Repeat each entry as written and leave the images out of the copy.

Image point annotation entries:
========

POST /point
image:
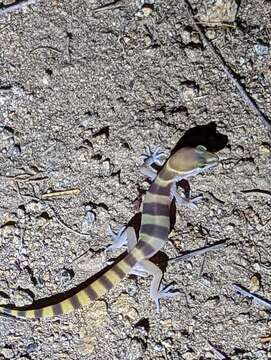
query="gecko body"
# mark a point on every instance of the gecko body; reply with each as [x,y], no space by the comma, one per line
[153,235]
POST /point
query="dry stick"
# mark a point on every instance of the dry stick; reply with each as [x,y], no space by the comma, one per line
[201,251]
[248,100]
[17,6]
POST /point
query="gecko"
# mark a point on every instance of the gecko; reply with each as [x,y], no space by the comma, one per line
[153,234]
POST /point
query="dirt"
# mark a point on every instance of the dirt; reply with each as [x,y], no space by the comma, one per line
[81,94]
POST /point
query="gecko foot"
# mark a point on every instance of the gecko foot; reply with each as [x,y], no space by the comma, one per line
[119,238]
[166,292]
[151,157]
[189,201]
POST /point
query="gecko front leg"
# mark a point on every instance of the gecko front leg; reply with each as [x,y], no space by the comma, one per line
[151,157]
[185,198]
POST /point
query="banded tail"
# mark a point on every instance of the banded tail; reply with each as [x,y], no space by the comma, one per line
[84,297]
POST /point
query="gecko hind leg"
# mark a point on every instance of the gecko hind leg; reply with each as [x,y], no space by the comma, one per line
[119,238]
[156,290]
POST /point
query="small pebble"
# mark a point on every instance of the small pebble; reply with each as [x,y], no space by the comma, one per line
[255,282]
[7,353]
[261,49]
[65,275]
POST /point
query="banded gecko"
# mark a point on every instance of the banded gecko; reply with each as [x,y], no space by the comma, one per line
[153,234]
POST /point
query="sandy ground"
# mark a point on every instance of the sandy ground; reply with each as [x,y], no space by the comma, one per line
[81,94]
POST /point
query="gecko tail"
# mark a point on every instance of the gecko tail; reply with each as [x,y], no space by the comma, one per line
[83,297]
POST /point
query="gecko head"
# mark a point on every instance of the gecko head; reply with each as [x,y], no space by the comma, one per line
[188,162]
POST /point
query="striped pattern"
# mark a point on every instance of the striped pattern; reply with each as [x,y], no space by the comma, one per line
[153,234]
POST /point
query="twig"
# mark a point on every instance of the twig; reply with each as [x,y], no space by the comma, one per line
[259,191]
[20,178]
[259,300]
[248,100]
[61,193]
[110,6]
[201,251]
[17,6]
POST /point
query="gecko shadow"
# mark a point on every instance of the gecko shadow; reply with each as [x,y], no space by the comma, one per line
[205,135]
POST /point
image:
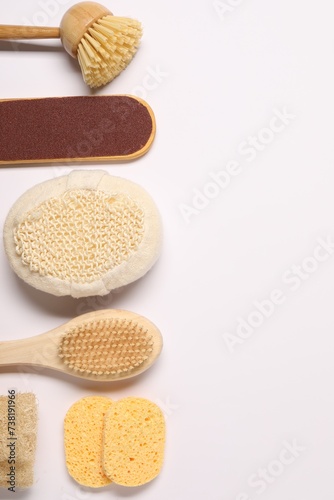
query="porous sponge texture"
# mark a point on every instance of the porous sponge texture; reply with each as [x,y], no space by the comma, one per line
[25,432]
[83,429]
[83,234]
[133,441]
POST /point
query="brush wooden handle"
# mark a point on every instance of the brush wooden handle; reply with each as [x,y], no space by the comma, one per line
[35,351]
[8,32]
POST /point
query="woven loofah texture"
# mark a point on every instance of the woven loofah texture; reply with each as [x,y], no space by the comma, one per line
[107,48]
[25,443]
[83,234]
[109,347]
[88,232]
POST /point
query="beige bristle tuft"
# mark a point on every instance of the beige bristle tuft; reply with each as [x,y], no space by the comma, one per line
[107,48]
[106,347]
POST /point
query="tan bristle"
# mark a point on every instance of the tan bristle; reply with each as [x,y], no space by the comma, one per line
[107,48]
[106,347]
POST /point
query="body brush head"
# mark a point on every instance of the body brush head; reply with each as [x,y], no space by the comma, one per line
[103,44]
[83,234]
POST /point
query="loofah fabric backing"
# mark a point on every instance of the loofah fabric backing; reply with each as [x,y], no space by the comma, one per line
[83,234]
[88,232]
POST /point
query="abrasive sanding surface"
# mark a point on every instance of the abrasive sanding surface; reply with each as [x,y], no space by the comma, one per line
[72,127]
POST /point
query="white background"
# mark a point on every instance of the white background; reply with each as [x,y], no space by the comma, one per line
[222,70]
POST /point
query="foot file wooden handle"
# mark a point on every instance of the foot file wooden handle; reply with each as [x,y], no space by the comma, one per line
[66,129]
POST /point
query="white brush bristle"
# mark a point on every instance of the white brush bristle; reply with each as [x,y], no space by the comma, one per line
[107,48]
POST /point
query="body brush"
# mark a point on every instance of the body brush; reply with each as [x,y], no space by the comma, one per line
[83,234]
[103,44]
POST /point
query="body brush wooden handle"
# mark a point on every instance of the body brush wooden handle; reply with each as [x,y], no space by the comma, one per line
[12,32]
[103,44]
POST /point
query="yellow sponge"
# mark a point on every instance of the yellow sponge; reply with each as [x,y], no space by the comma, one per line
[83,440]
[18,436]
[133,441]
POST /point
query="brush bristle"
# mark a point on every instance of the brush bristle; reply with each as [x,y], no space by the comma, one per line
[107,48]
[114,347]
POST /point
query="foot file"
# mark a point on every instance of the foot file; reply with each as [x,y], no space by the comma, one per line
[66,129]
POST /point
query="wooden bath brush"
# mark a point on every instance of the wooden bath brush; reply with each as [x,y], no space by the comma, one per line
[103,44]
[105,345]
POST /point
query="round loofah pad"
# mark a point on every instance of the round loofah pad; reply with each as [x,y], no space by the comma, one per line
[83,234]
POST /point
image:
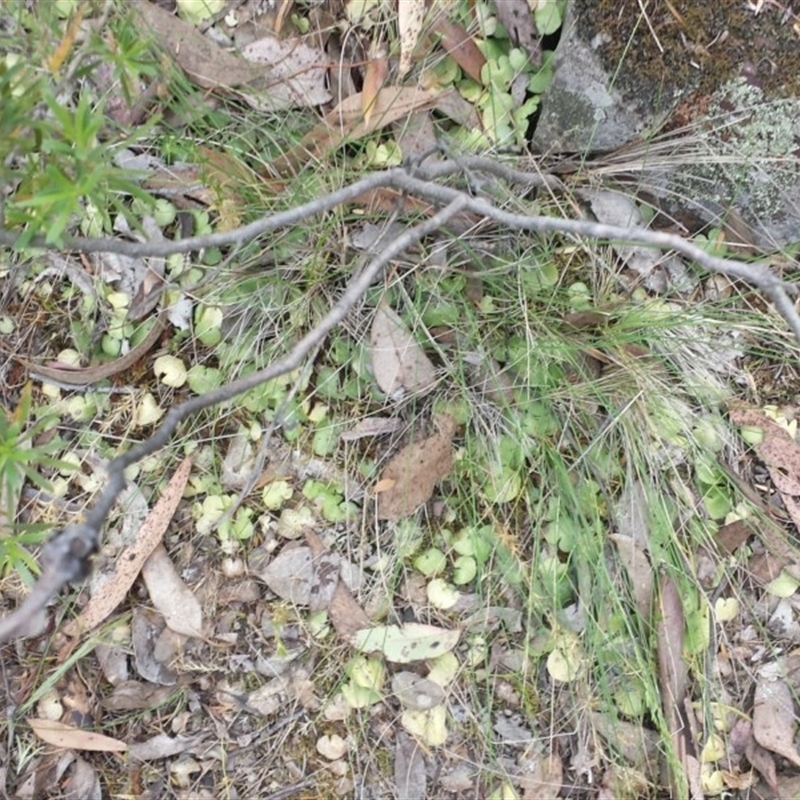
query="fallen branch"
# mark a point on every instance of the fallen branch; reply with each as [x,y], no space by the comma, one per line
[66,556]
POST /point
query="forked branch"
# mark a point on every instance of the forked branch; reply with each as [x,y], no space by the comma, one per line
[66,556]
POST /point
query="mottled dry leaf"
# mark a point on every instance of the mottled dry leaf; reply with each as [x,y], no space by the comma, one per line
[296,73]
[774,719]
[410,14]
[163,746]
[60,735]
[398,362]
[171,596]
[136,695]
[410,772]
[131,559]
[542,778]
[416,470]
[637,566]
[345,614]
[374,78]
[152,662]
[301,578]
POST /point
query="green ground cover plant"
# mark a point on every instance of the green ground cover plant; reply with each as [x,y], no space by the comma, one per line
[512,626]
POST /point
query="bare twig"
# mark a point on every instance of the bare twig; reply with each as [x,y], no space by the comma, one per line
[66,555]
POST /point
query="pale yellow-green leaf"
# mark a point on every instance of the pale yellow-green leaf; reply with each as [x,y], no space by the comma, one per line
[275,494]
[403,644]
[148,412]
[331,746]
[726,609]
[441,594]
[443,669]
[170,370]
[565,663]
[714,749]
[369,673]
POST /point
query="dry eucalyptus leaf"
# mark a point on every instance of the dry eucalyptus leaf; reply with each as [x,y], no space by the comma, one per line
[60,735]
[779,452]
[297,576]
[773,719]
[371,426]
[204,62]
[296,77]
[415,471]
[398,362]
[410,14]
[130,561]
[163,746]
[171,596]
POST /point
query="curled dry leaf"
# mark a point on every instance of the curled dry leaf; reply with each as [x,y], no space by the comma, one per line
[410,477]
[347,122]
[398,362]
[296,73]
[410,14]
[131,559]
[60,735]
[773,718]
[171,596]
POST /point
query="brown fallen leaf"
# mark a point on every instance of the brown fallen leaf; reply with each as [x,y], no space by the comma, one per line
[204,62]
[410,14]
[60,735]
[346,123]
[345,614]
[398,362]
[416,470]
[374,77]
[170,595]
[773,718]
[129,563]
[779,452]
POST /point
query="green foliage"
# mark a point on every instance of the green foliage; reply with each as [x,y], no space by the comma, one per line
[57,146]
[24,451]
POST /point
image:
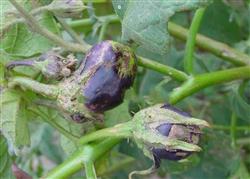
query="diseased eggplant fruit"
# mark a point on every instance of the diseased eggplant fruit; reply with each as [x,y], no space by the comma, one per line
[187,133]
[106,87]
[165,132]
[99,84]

========

ANSWER TO THIS PROBLEM
POST /point
image:
query="gecko body"
# mark a point on every instance of the gecko body; reply with each as [x,y], no space by the comma, one per line
[153,235]
POST /point
query="dry stick"
# mark a point on every instance of the dry stick; reply with each as [x,y], no space by the comma, one per line
[201,251]
[248,100]
[17,6]
POST /point
query="gecko"
# mark a point on every instance of the gecko; reply with each as [x,y], no space by the comma, one per line
[153,234]
POST /point
query="dirt"
# mark a point on every instance of the dirt; reply with each as [x,y], no space by the comma, one per line
[81,94]
POST /point
query="gecko foot"
# mark a point on every instance of the gecko foot; reply with each as [x,y], no space by the comma, one per line
[119,238]
[166,292]
[151,157]
[189,201]
POST /point
query="gecko front leg"
# mark a point on every instance of the gecko front leg; reply with each as [x,y], no space by the comma, one per line
[151,157]
[185,198]
POST /point
query="banded tail"
# mark a point on every instance of the banded tail; reply with each as [x,y], no space by the comma, one per line
[84,297]
POST /point
query="gecko hind leg"
# mark a point on every instance of the gecko hind leg; reply with each as [x,y], no space by the comma, one per line
[119,238]
[156,290]
POST /point
query="small pebble"
# mark a point on every instance of the small pebble; reply with each as [x,y], no space by the comma, one per line
[255,282]
[7,353]
[261,49]
[65,275]
POST /point
query="banded gecko"
# mark a point on every instance of the banded gecko; reply with each as [x,y], no space by the comma, one per line
[153,234]
POST /point
query="sandy ground"
# mark a point on every instance of the sandy ground; reply with each as [x,y], no space by the comma, one per line
[81,94]
POST /point
query="gecko tail"
# mark a point on every instance of the gecko tail; reply with each as [x,y], no space by the comma, one per line
[83,297]
POST /point
query="gecko head"
# mark a point on every instance of the gecko head; reply with each as [x,y], no space by the comma, one per line
[188,162]
POST /point
query="striped pattern"
# mark a point on every instance of the striped pattern; reply with each as [x,y], no space by the comma, one per line
[153,234]
POST /point
query="twig"
# mark a point on every instance of the twig; reply with each as [x,y], no space by the comma, one per line
[259,191]
[20,178]
[259,300]
[248,100]
[61,193]
[110,6]
[201,251]
[17,6]
POST /point
query="gecko shadow"
# mark a point on every instance of the gecko shadow; reply with each as [x,y], no space by the comma, one per line
[205,135]
POST /point
image:
query="porous sponge texture"
# mark a point on every instance of the porous sponge texture; reply with each as [x,y], no space by the comma, one per line
[25,432]
[83,429]
[83,234]
[133,441]
POST /point
query="brush wooden handle"
# mark a point on every instance of the brush wooden handle; reply with each as [x,y], no space by the comma, one per line
[35,351]
[8,32]
POST /point
query="woven loofah texture"
# mark a point on every instance of the woven loofah texture; reply with each as [x,y], no space by the comma, one per line
[107,48]
[25,443]
[83,234]
[109,347]
[88,232]
POST /point
query="beige bristle tuft"
# mark a point on every instance of the beige bristle tuft; reply with each as [x,y], no space by the comma, one per line
[107,48]
[106,347]
POST /point
query="tan bristle"
# mark a point on every instance of the tan bristle; reply with each as [x,y], no space by the comma, one per line
[107,48]
[106,347]
POST /point
query="body brush head"
# mark a point on every instance of the body brush head; reply with each as [x,y], no space by the comma, one per line
[103,44]
[83,234]
POST /point
query="loofah fabric backing"
# mark a point on every instance of the loofah fabric backing; reply with each as [x,y], no space by the comma, one per line
[83,234]
[88,232]
POST /point
query="abrasive sanding surface"
# mark a point on every instance of the abrasive sanding surface; reply with each as [x,y], no space by the comma, one per line
[72,127]
POST /point
query="white background"
# mark a point on every instance of the white background; reply with each as [x,y], no space by the comma, one per line
[222,70]
POST /point
query="foot file wooden handle"
# mark a point on every instance of the foot file wooden handle; reply with each as [x,y], no space by the comma, one per line
[66,129]
POST /point
query="white brush bristle"
# mark a point on every instance of the white brush bristle; reply with each as [x,y], no space by the comma, one per line
[107,48]
POST /point
query="body brush"
# mark a point on every instance of the body brush; reply with each as [x,y], no space by the comma, one per line
[83,234]
[103,44]
POST /point
query="body brush wooden handle"
# mark a point on every instance of the body brush wooden handle; reply with each as [x,y], no space by the comma, one per line
[12,32]
[103,44]
POST /point
query="yellow sponge"
# mark a point on every instance of the yellow sponge; reply with each as [x,y], no space by the comma, one per line
[83,440]
[18,436]
[133,441]
POST /point
query="brush bristle"
# mark a point on every instance of the brush bristle; reply with each as [x,y], no space by the comma, one per line
[107,48]
[114,347]
POST /point
query="foot file"
# mark a point on every instance of the foot file; reply with each as [x,y], no space by the comma, one per line
[66,129]
POST /point
query="wooden bath brush"
# mark a point on every instance of the wooden bath brush; reply with each as [x,y], no space by the comma, one per line
[103,44]
[105,345]
POST /point
query="round loofah pad"
# mark a point on every instance of the round loofah pad; reply with each as [x,y], no space by the comma, one per line
[83,234]
POST /point
image:
query="fallen branch"
# mark a point on every instance of the fallen branch; reply with each as [x,y], no space by the comma, one per line
[66,556]
POST /point
query="forked branch"
# mark a point on every instance of the forked branch; reply with each as [x,y], no space by the comma, one per line
[66,556]
POST /point
query="mottled dry leaf"
# mark a point on every instance of the mottled dry leaf; reply with each as [x,y], no space by the comma, one per line
[296,73]
[774,719]
[410,14]
[163,746]
[60,735]
[398,362]
[171,596]
[136,695]
[410,772]
[131,559]
[542,778]
[416,470]
[637,566]
[345,614]
[374,78]
[152,662]
[301,578]
POST /point
query="green ground cover plant"
# mark a point on every instance of the green ground cover plant; reply with each as [x,y], no space by the comma, one per line
[512,626]
POST /point
query="bare twig"
# mark a point on every instance of the bare twig; reply with each as [x,y], no space by the comma, one per line
[66,555]
POST /point
query="pale yellow-green leaf"
# mark a point on every instance of the pale yellow-green leaf; reply with each as [x,y], no space by the comma, one per line
[275,494]
[403,644]
[148,412]
[331,746]
[726,609]
[441,594]
[443,669]
[170,370]
[565,663]
[714,749]
[369,673]
POST /point
query="dry eucalyptus leaf"
# mark a point on every instance of the dry eucalyptus leaf; reply with each as [x,y], no space by the comma, one per line
[60,735]
[779,452]
[297,576]
[773,719]
[371,426]
[204,62]
[296,77]
[415,471]
[398,362]
[410,14]
[130,561]
[163,746]
[171,596]
POST /point
query="curled dry leaf"
# mark a point on every instance of the curled dry leaf; reply with each as [x,y], no space by the comma, one per line
[410,477]
[347,122]
[398,362]
[296,73]
[410,14]
[131,559]
[60,735]
[773,718]
[171,596]
POST /point
query="brown fallen leaf"
# mark a point on every instance of the brown fallen leaf; reply with each as [x,y], no space by the comma, one per line
[204,62]
[410,14]
[60,735]
[346,123]
[345,614]
[398,362]
[416,470]
[374,77]
[170,595]
[773,718]
[129,563]
[779,452]
POST /point
query="green foliage"
# mark a point on every instance of the green foliage; reply with each as [x,y], no space by the comma, one per line
[57,146]
[24,451]
POST /point
image:
query="diseased eggplant fruit"
# mark a point on every instance of the diseased eggplant fruit; reply with each as [x,y], no space by the comma, one per line
[187,133]
[106,87]
[165,132]
[99,84]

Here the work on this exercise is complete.